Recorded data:
BEGIN

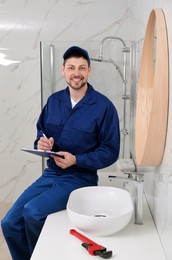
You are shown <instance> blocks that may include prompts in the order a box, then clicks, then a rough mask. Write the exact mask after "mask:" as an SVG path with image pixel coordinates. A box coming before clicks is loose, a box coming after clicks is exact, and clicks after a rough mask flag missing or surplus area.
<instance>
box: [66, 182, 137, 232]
mask: <svg viewBox="0 0 172 260" xmlns="http://www.w3.org/2000/svg"><path fill="white" fill-rule="evenodd" d="M67 212H68V216H69V218H70V220H71V222H72V223H73V224H74V225H75V226H76V227H77V228H78V229H80V230H81V231H84V232H86V233H90V234H92V235H94V236H108V235H113V234H115V233H116V232H118V231H119V230H121V229H123V228H124V227H125V226H126V225H127V224H128V223H129V222H130V220H131V217H132V214H133V202H132V199H131V196H130V193H129V192H128V191H126V190H123V189H120V188H114V187H103V186H93V187H85V188H80V189H77V190H74V191H73V192H72V193H71V194H70V196H69V200H68V203H67Z"/></svg>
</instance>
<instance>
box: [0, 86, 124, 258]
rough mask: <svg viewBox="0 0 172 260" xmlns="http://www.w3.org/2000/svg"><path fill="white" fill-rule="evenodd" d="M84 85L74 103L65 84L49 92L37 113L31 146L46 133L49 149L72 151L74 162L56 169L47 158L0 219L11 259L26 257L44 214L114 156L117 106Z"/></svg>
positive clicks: (65, 201) (96, 184)
mask: <svg viewBox="0 0 172 260" xmlns="http://www.w3.org/2000/svg"><path fill="white" fill-rule="evenodd" d="M88 86H89V88H88V91H87V93H86V95H85V96H84V97H83V99H82V100H80V102H78V103H77V104H76V105H75V107H74V108H73V109H72V107H71V101H70V95H69V89H68V87H67V88H66V89H65V90H61V91H58V92H56V93H54V94H52V95H51V96H50V97H49V99H48V101H47V104H46V105H45V107H44V109H43V110H42V112H41V114H40V117H39V119H38V122H37V139H36V140H35V142H34V147H35V148H37V142H38V140H39V138H40V137H41V136H42V134H43V133H45V135H46V136H47V137H53V138H54V141H55V142H54V146H53V151H67V152H70V153H72V154H74V155H75V156H76V161H77V165H74V166H71V167H68V168H66V169H61V168H60V167H58V166H57V165H56V164H55V162H54V159H53V158H50V159H48V160H47V168H46V169H45V170H44V172H43V174H42V176H41V177H40V178H39V179H38V180H36V181H35V182H34V183H33V184H32V185H31V186H29V187H28V188H27V189H26V190H25V191H24V192H23V194H22V195H21V196H20V197H19V198H18V200H17V201H16V202H15V203H14V205H13V206H12V208H11V209H10V210H9V211H8V213H7V214H6V216H5V217H4V219H3V220H2V221H1V226H2V230H3V234H4V237H5V239H6V242H7V244H8V247H9V250H10V252H11V255H12V258H13V260H27V259H30V257H31V254H32V252H33V249H34V247H35V244H36V242H37V240H38V237H39V234H40V232H41V230H42V227H43V225H44V222H45V220H46V217H47V216H48V215H49V214H51V213H54V212H57V211H60V210H63V209H65V208H66V204H67V201H68V197H69V195H70V193H71V192H72V191H73V190H75V189H78V188H80V187H85V186H93V185H97V183H98V176H97V170H98V169H101V168H105V167H107V166H109V165H111V164H112V163H114V162H115V161H116V160H117V158H118V155H119V147H120V133H119V120H118V114H117V111H116V109H115V107H114V105H113V104H112V102H111V101H110V100H109V99H108V98H107V97H105V96H104V95H102V94H100V93H99V92H97V91H95V90H94V89H93V87H92V86H91V85H90V84H88ZM59 225H60V223H59ZM47 246H48V245H47Z"/></svg>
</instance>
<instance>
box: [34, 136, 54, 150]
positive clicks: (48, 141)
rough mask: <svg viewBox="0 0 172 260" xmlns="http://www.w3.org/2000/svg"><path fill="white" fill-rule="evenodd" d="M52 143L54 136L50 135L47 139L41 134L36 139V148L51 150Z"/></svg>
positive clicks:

END

What you return must be an exact retyping of the lines above starting at the line with "box: [66, 182, 137, 232]" and ending at the line with "85L74 103L65 84L49", and nothing besides.

box: [66, 182, 137, 232]
mask: <svg viewBox="0 0 172 260" xmlns="http://www.w3.org/2000/svg"><path fill="white" fill-rule="evenodd" d="M67 212H68V216H69V218H70V220H71V222H72V223H73V224H74V225H75V226H76V227H77V228H78V229H80V230H81V231H84V232H86V233H90V234H92V235H94V236H108V235H113V234H115V233H116V232H118V231H119V230H121V229H123V228H124V227H125V226H126V225H127V224H128V223H129V222H130V220H131V217H132V214H133V202H132V199H131V196H130V193H129V192H128V191H126V190H123V189H120V188H114V187H103V186H93V187H85V188H80V189H77V190H74V191H73V192H72V193H71V194H70V196H69V200H68V203H67Z"/></svg>
</instance>
<instance>
box: [0, 86, 124, 258]
rough mask: <svg viewBox="0 0 172 260" xmlns="http://www.w3.org/2000/svg"><path fill="white" fill-rule="evenodd" d="M84 85L74 103L65 84L49 92L37 113L31 146L46 133L49 149L72 151L74 162L56 169L47 158L0 219L11 259L26 257L44 214L114 156L117 106Z"/></svg>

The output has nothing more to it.